• _The request_
Continue the forum thread below on the Punta Laurel versus Punta Laurent locality name, picking up after its final quoted post.

* START Provided text *

# Punta Laurel OR Punta Laurent?



## slimninj4 (Dec 31, 2013)

Punta Laurels Are different from Punta Laurent morph?


----------



## Julio (Oct 8, 2007)

*Re: Punta Laurel, Mimintimbi Colons, Quepos Proven Trio*



slimninj4 said:


> Punta Laurels Are different from Punta Laurent morph?




there is no such locale as punta Laurent, they are Punta Laurel


----------



## tarbo96 (Jan 12, 2006)

*Re: Punta Laurel, Mimintimbi Colons, Quepos Proven Trio*



Julio said:


> there is no such locale as punta Laurent, they are Punta Laurel


True, but that is the name under which they are imported


----------



## Julio (Oct 8, 2007)

*Re: Punta Laurel, Mimintimbi Colons, Quepos Proven Trio*

no, they are imported under Oophaga Pumilio, not under locality, the locality is added for other reasons not for import/export


----------



## tarbo96 (Jan 12, 2006)

*Re: Punta Laurel, Mimintimbi Colons, Quepos Proven Trio*

This is the site of the main exporters

PUMILIO


----------



## Julio (Oct 8, 2007)

*Re: Punta Laurel, Mimintimbi Colons, Quepos Proven Trio*

what they have written on their site and what CITES paper requires are 2 diff things!!


----------



## tarbo96 (Jan 12, 2006)

*Re: Punta Laurel, Mimintimbi Colons, Quepos Proven Trio*

I'm not trying to argue with you, I'm trying to show why the confusion on the name. As explained to me by importers in south Florida.


----------



## JPccusa (Mar 10, 2009)

*Re: Punta Laurel, Mimintimbi Colons, Quepos Proven Trio*



Julio said:


> there is no such locale as punta Laurent, they are Punta Laurel


I agree that if we are calling them based on their location, Punta Laurel would be the correct way, even if their importers call them Punta Laurent.


----------



## Ed (Sep 19, 2004)

*Re: Punta Laurel, Mimintimbi Colons, Quepos Proven Trio*



tarbo96 said:


> I'm not trying to argue with you, I'm trying to show why the confusion on the name. As explained to me by importers in south Florida.

* END Provided text *
* START Source excerpt *

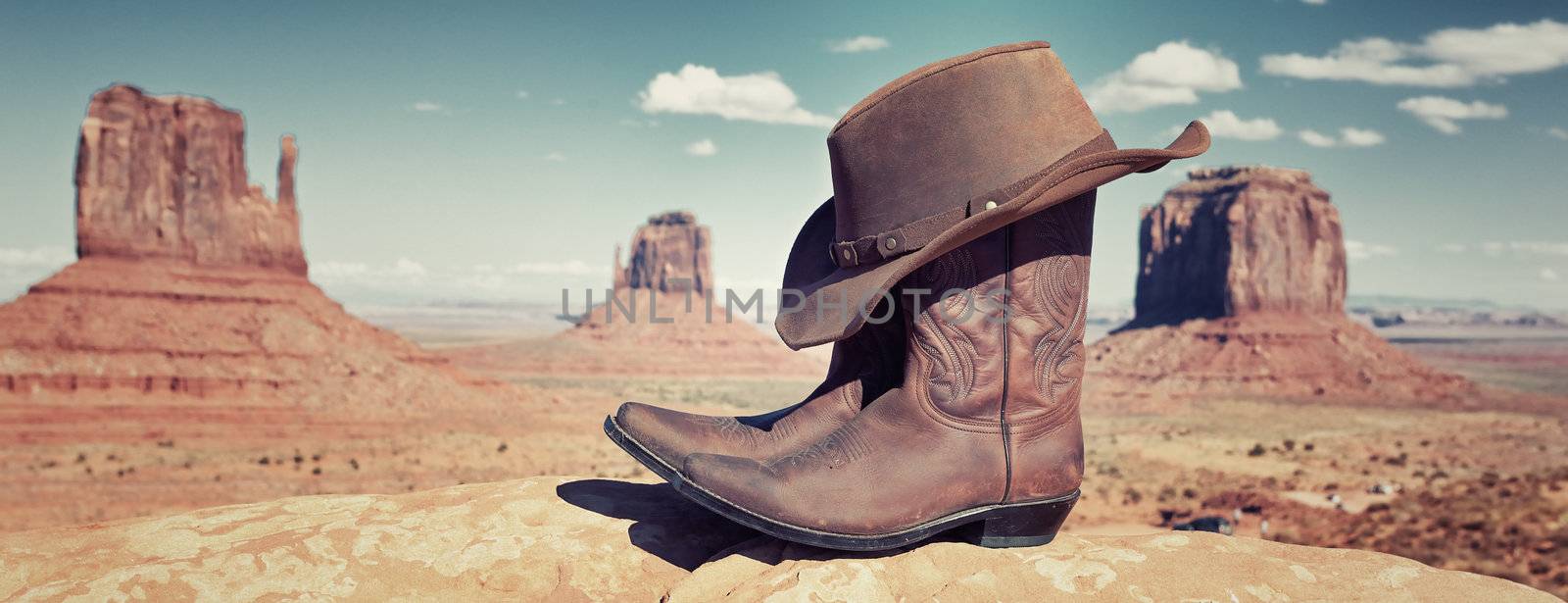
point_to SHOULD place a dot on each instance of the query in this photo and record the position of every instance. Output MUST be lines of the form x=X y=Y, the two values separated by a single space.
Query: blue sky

* END Source excerpt *

• _Expected output_
Did you try googling the name to see if it is an actual place? 

some comments 

Ed


----------



## tarbo96 (Jan 12, 2006)

You can do the typical thing and prove how right you are or you can help answer the original question. You can call them whatever you want, however they are also known to people as punta laurent....right or wrong.


----------



## JPccusa (Mar 10, 2009)

To answer the original question, there is no difference between Punta Laurel and Punta Laurent frogs. Punta Laurent is not a town in Panama and, therefore, it is the wrong name for the frog locale. 

And this will sound like a motivational speech, but change can start with oneself. Start calling them the right name from now on and it will eventually stick, forcing the importers to correct their website.

Perpetuating the wrong locale or spelling does the hobby no good (pet peeve: Veradero).


----------



## toronaga (Jun 16, 2015)

I thought that they were originally imprted as "Isla popa", and then "canal zone south". I could be grieviously wrong though. Just info that I have gleaned reading through old posts


----------



## Ed (Sep 19, 2004)

JPccusa said:


> To answer the original question, there is no difference between Punta Laurel and Punta Laurent frogs. Punta Laurent is not a town in Panama and, therefore, it is the wrong name for the frog locale.


I'm not sure why so many people miss the idea that with pumilio the names are supposed to be a actual location. For example cauchero is linked to here 
Cauchero Destination Guide (Bocas del Toro, Panama) - Trip-Suggest 



tarbo96 said:


> You can do the typical thing and prove how right you are or you can help answer the original question. You can call them whatever you want, however they are also known to people as punta laurent....right or wrong.


Thus the suggesting to search the name variations via google rapidly and simply provides the correct spelling and oddly enough provides the right answer to the question. 

some comments 

Ed


----------



## toronaga (Jun 16, 2015)

Found the old thread I was thinking of 
http://www.dendroboard.com/forum/oophaga/104873-popa-pumilio.html


----------



## pa.walt (Feb 16, 2004)

just recently I have seen the name punta laurel in the classifieds. the green frogs I have seen where always called punta Laurent in the classifieds. so the name was wrong all these years.


----------



## markpulawski (Nov 19, 2004)

They are actually called Punta DeFootball, Panamanian's love their soccer..

These did originally come as Canal Zone South, the importer requested and I believe was given Punta laural and Laurent within a day or 2. 
The only frogs Chris VanDerlingen published pictures of that looked like these are Isla Popa canal zone south and possibly Isla Popa east (perhaps close populations?). Certainly lends creedance to canal zone south being a good possibility. Sports Doc should weigh in here, he has more access to this info than anyone.


----------



## Coqui (Jan 17, 2013)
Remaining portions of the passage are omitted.